> [Objective] Copy the listing below line for line, keeping every character as it stands.

> [Data section]
====================
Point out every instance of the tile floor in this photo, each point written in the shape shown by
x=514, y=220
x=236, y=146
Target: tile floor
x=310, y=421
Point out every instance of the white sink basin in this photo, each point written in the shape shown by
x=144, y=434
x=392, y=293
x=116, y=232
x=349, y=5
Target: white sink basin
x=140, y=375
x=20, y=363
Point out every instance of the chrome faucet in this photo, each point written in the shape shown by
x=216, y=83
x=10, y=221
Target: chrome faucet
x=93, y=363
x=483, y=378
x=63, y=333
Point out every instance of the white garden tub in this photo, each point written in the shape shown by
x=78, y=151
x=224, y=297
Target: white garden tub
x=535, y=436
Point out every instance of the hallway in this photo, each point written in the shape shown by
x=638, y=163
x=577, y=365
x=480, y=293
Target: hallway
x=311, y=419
====================
> [Solution for this exercise]
Point out every instance of the tile floor in this photo, each point written in the shape shown by
x=514, y=220
x=236, y=146
Target: tile floor
x=310, y=421
Point out every instance of the white sink basin in this photo, each point written in the shape shown by
x=144, y=434
x=392, y=293
x=116, y=232
x=349, y=5
Target: white sink basin
x=140, y=375
x=20, y=363
Point out every instance of the chrome faucet in this photo, each point written in the shape shown by
x=216, y=83
x=10, y=221
Target: chrome faucet
x=93, y=363
x=483, y=378
x=63, y=333
Point out every instance of the white garden tub in this photo, each point written in the shape shown by
x=78, y=151
x=224, y=297
Target: white garden tub
x=535, y=436
Point out every instance of the hallway in this photo, each point written in the shape shown by
x=638, y=163
x=577, y=365
x=480, y=293
Target: hallway
x=311, y=419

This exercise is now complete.